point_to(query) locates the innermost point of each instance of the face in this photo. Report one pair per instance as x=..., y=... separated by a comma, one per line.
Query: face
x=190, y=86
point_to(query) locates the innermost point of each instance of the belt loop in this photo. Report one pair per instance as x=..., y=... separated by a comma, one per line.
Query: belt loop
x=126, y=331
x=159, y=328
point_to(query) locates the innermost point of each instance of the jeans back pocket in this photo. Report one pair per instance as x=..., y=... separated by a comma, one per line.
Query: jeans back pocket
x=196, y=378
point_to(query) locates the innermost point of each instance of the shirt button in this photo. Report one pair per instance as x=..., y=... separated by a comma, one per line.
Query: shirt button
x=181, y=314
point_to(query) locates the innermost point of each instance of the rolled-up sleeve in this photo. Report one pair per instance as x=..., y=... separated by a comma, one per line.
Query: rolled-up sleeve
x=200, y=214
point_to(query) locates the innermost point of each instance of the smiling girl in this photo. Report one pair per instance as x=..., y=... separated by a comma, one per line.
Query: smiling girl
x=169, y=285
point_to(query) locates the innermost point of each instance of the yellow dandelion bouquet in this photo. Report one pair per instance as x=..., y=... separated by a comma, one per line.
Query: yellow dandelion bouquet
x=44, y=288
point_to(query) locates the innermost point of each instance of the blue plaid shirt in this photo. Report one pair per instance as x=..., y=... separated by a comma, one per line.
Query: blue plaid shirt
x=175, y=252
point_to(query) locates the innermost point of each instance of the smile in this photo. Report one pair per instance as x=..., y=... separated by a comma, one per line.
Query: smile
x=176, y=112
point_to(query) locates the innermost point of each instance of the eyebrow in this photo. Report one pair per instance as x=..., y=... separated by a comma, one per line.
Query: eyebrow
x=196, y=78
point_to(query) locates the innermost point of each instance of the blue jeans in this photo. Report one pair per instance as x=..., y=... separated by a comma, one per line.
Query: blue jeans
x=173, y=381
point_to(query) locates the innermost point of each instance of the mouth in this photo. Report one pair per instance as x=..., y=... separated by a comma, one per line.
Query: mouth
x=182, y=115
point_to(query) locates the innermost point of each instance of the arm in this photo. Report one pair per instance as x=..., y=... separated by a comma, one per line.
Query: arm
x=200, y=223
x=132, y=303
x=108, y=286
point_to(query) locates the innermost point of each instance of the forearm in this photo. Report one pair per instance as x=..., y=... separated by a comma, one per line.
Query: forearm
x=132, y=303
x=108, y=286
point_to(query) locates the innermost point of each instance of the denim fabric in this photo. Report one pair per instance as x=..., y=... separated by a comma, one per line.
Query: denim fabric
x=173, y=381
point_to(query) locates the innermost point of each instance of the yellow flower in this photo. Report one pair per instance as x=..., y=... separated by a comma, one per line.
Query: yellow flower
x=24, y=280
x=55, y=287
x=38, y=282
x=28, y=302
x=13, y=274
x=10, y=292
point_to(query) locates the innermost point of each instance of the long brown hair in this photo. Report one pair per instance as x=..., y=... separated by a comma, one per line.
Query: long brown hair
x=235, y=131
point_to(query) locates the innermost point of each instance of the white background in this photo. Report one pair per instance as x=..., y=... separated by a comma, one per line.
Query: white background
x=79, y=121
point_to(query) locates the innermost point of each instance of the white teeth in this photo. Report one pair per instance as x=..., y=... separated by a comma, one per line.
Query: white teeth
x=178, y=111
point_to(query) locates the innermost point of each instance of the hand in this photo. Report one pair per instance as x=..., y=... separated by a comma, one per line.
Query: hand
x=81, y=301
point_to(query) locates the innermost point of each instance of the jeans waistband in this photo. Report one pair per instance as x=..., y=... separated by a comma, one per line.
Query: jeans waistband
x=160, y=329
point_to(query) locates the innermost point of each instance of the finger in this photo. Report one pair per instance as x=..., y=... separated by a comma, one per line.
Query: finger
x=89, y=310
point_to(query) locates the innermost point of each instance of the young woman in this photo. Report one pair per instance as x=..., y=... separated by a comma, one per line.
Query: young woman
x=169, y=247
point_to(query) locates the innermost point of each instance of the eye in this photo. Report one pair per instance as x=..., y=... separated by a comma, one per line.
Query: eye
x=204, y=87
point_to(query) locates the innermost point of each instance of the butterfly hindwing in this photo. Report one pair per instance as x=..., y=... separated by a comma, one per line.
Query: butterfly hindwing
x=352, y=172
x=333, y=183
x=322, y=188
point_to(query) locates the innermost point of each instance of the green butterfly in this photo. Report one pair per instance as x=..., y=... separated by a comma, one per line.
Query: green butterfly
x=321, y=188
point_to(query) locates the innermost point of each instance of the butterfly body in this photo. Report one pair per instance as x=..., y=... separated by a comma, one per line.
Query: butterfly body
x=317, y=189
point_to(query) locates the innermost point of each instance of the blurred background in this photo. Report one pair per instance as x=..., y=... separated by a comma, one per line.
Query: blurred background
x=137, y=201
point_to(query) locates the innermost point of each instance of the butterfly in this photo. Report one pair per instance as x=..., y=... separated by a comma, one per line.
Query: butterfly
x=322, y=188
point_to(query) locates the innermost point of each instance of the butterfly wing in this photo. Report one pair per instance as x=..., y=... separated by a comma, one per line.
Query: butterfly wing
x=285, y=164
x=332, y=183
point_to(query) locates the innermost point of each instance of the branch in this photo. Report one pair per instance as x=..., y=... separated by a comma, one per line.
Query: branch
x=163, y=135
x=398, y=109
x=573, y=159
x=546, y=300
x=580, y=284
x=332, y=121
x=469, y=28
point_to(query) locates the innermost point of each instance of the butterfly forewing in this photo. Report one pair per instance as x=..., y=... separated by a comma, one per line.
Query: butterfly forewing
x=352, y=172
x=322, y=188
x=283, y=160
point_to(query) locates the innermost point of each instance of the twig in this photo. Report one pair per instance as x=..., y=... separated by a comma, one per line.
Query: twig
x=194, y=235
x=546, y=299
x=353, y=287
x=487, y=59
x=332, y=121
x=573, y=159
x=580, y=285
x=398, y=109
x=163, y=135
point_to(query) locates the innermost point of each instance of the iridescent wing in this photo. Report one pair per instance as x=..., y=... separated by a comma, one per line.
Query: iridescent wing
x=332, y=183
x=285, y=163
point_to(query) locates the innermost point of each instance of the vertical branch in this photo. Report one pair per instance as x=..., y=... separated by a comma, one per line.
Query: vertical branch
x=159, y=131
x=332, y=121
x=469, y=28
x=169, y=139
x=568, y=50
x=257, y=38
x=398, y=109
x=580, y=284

▸ **Problem to work on**
Recast the rows above as a two-column CSV with the header "prompt" and "response", one line per row. Put each row's text and its answer in a single quoted field, with line breaks replaced by spaces.

▸ **Reply to the exercise**
prompt,response
"point_to(query) locates the innermost point of each instance of the face in this photo. Report one pair per instance as x=..., y=... separated by a comma, one per line. Query: face","x=190, y=86"
"point_to(query) locates the innermost point of each instance of the belt loop in this photo. Report one pair per instance as x=..., y=... separated by a comma, one per line. Query: belt loop","x=126, y=331 x=159, y=328"
"point_to(query) locates the innermost point of each instance of the jeans back pocket in this photo. Report one pair per instance as x=..., y=... separated by a comma, one per line. Query: jeans back pocket","x=196, y=378"
"point_to(query) locates the innermost point of each instance of the shirt button in this photo. Report one pair per instance as x=..., y=... separated by a comma, one per line. Query: shirt button","x=181, y=314"
"point_to(query) locates the innermost point of each instance of the rolled-up sleeve in this photo. Report one pair per instance as x=..., y=... separated by a comma, one per line. Query: rolled-up sleeve","x=200, y=214"
"point_to(query) locates the innermost point of each instance of the smiling girl in this photo. Report one pair per instance as x=..., y=... separated by a comma, one per line. Query: smiling girl","x=169, y=285"
"point_to(query) locates the innermost point of each instance of the yellow dandelion bouquet in this photo. Report one pair per instance as x=..., y=... separated by a comma, one per line. Query: yellow dandelion bouquet","x=44, y=288"
"point_to(query) locates the innermost point of each instance of the blue plaid shirt in this photo. Report one pair per instance as x=..., y=... separated by a comma, one per line. Query: blue plaid shirt","x=175, y=252"
"point_to(query) locates the innermost point of each instance of the smile in this photo. Report one pair per instance as x=..., y=... separated by a comma, one per line. Query: smile","x=176, y=112"
"point_to(query) locates the innermost point of each instance of the eyebrow in this photo. Report one pair per instance as x=..., y=... separated by a comma, one per line. Query: eyebrow","x=196, y=78"
"point_to(query) locates the innermost point of each instance of the blue jeans in this photo. Report one pair per instance as x=..., y=... separated by a comma, one per line. Query: blue jeans","x=173, y=381"
"point_to(query) locates the innermost point of each instance of the mouth in this photo. Report one pair per instance as x=..., y=... separated by a comma, one per line. Query: mouth","x=182, y=115"
"point_to(query) locates the innermost point of each instance of the arm in this photo. Report one pair per instance as x=..., y=... separated by a comma, one per line. Query: arm","x=200, y=223 x=132, y=303 x=108, y=286"
"point_to(query) locates the innermost point of each instance of the forearm in this photo. Report one pair per instance as x=..., y=... separated by a comma, one per line. Query: forearm","x=132, y=303 x=108, y=286"
"point_to(query) locates the innermost point of each instance of the denim fabric in this photo. Report one pair per instance as x=..., y=... separated by a comma, one per line. Query: denim fabric","x=173, y=381"
"point_to(query) locates the innermost point of each instance of the yellow flower in this photo. Report one pair per instance as x=..., y=... separated by a comma, one per line. Query: yellow flower","x=24, y=280 x=55, y=287 x=38, y=282 x=28, y=302 x=13, y=274 x=10, y=292"
"point_to(query) locates the innermost point of each instance of the long brown hair in this photo. Report one pair per instance as x=..., y=... separated by a comma, one per line. Query: long brown hair","x=235, y=131"
"point_to(query) locates the innermost point of each instance of the white background in this photo. Report one pair per instance as x=..., y=... separated by a comma, one per line. Query: white background","x=79, y=121"
"point_to(query) locates the innermost point of each instance of the white teeth in this photo. Report one pair per instance as x=..., y=... separated by a comma, one per line. Query: white teeth","x=178, y=111"
"point_to(query) locates the innermost point of each instance of the hand in this photo. Report one pair per instance as x=..., y=... separated by a comma, one per line. Query: hand","x=81, y=301"
"point_to(query) locates the innermost point of each instance of the jeans waistband in this photo. Report one pair per instance as x=..., y=... separated by a comma, one per line. Query: jeans waistband","x=160, y=329"
"point_to(query) locates the innermost point of each instance of the finger in this photo. Report one pair per instance as x=..., y=... separated by a comma, one per line. Query: finger","x=89, y=310"
"point_to(query) locates the innermost point of each instance of the young woman in this photo. Report one pair per instance as x=..., y=... separated by a comma, one per line. Query: young woman","x=169, y=247"
"point_to(query) locates the innermost point of each instance of the eye in this photo. Report one pair per instance as x=..., y=... separated by a comma, one per line. Query: eye","x=204, y=87"
"point_to(query) locates the innermost point of each instance of the butterfly hindwing in this photo. Report one pair per instance as x=..., y=... separated by a comma, one per line. Query: butterfly hindwing","x=352, y=172 x=333, y=183 x=322, y=188"
"point_to(query) locates the innermost point of each instance of the green butterfly in this photo. Report one pair per instance as x=..., y=... separated by a comma, one per line. Query: green butterfly","x=321, y=188"
"point_to(query) locates the innermost point of each instance of the butterfly body in this photo. Report one pair per instance as x=..., y=... separated by a comma, one per line. Query: butterfly body","x=317, y=189"
"point_to(query) locates the innermost point of each instance of the blurred background in this photo. Report one pair per instance as x=..., y=... separated by a comma, one per line. Query: blurred background","x=137, y=201"
"point_to(query) locates the innermost point of each instance of the butterfly in this photo. Report one pair per instance as x=..., y=... separated by a comma, one per line. Query: butterfly","x=322, y=188"
"point_to(query) locates the innermost point of each instance of the butterfly wing in this photo. Report one pair per instance as x=..., y=... separated by a comma, one per line. Query: butterfly wing","x=285, y=164 x=332, y=183"
"point_to(query) locates the innermost point of each instance of the branch in this photo. Report one pair per instance as x=..., y=... separated by a comma, one per line. Query: branch","x=163, y=135 x=398, y=109 x=573, y=159 x=546, y=300 x=580, y=284 x=332, y=121 x=469, y=28"
"point_to(query) locates the innermost point of each instance of the butterfly forewing in this photo. Report one pair per instance as x=..., y=... separated by a comma, one per line. Query: butterfly forewing","x=352, y=172 x=322, y=188 x=283, y=160"
"point_to(query) locates the innermost point of each instance of the twig in this photo. Report one pair per instance as x=..., y=... separated by a comma, one per line. Query: twig","x=194, y=235 x=546, y=299 x=353, y=287 x=487, y=59 x=332, y=121 x=573, y=159 x=580, y=285 x=398, y=109 x=163, y=135"
"point_to(query) locates the innermost point of each instance of the iridescent wing in this photo. Report one pair per instance as x=..., y=... separated by a comma, one per line. Query: iridescent wing","x=332, y=183 x=285, y=163"
"point_to(query) locates the innermost point of each instance of the vertical branch in this photo. Report one pair per instance as x=..., y=... separated by a comma, one per line. Query: vertical branch","x=159, y=131 x=332, y=121 x=469, y=28 x=169, y=139 x=568, y=50 x=257, y=38 x=398, y=109 x=580, y=284"